PASSAGE PROVIDED:

-- start --

The main character in this looks and sounds like Fred Durst and I haven't gotten over that for years.

i haven't actually played in a while and even then i didn't play much—really because i just wasn't feeling its new ammo and weapon switching system. i don't want to worry so much about all that when i'm playing doom and i'd even say it's such a departure that perhaps it should've been the basis of something entirely new. after having seen some videos of high difficulty play and the way it encourages a rhythm of avoidance and then diving in for kills and refills... well, that sounds like fun, and maybe it would be if i simply committed myself to the more hectic feel of it, but i really felt like the flow of the 2016 game was more satisfying—less stressful.

-- end --

WRITTEN TASK 1:
Format every line of the pointing dataset rows as a JSON list of strings, one string per line, skipping blank lines. Leave the pictures out.
The Doom comment and the pointing dataset rows have no connection to each other.

Pointing dataset records:

-- start --

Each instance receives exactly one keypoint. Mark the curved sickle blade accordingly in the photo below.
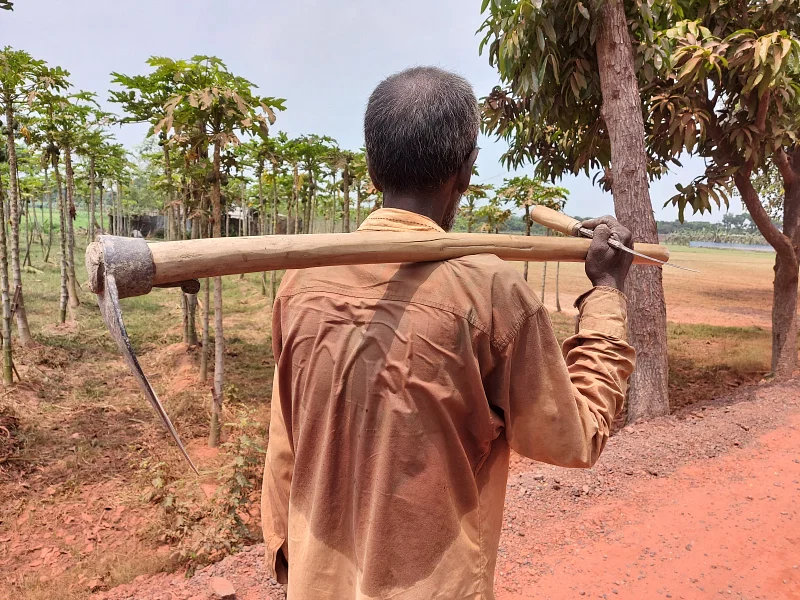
(108, 299)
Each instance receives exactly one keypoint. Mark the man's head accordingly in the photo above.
(421, 130)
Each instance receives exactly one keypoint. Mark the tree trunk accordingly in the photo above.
(5, 293)
(50, 224)
(784, 317)
(274, 230)
(74, 300)
(296, 198)
(358, 205)
(558, 298)
(102, 213)
(309, 210)
(13, 202)
(205, 231)
(219, 340)
(29, 236)
(62, 238)
(206, 340)
(527, 232)
(787, 257)
(346, 198)
(91, 199)
(544, 280)
(262, 226)
(622, 113)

-- end --

WRITTEN TASK 2:
Resume the Doom comment, starting right after its last sentence.

TASK ANSWER 1:
[
  "Each instance receives exactly one keypoint. Mark the curved sickle blade accordingly in the photo below.",
  "(108, 299)",
  "Each instance receives exactly one keypoint. Mark the man's head accordingly in the photo above.",
  "(421, 130)",
  "Each instance receives exactly one keypoint. Mark the tree trunk accordingly in the photo above.",
  "(5, 293)",
  "(50, 224)",
  "(784, 317)",
  "(274, 230)",
  "(74, 300)",
  "(296, 198)",
  "(358, 205)",
  "(558, 298)",
  "(102, 213)",
  "(309, 210)",
  "(13, 202)",
  "(205, 231)",
  "(219, 340)",
  "(29, 236)",
  "(62, 238)",
  "(206, 340)",
  "(527, 232)",
  "(787, 257)",
  "(346, 198)",
  "(91, 199)",
  "(544, 280)",
  "(262, 226)",
  "(622, 113)"
]

TASK ANSWER 2:
another thing: the amped up goofiness is fourth wall breaking and video game-y in a way i find really offputting. this may seem to be neither here nor there, but i want to compare this to machinegames' wolfenstein: the old blood, where a silly moment is cleverly crafted to inspire dramatic tension while also making you laugh. instead of describing it, a link: https://www.youtube.com/watch?v=QU6tQY3eMLM

(literally posting this review because i was chatting with friends in irc about how i chose to pick up some polish sausages for dinner, and that every time i have a hot dog now i remember that line: "ja... ein 'hot dog'." it brings a smile to my face.)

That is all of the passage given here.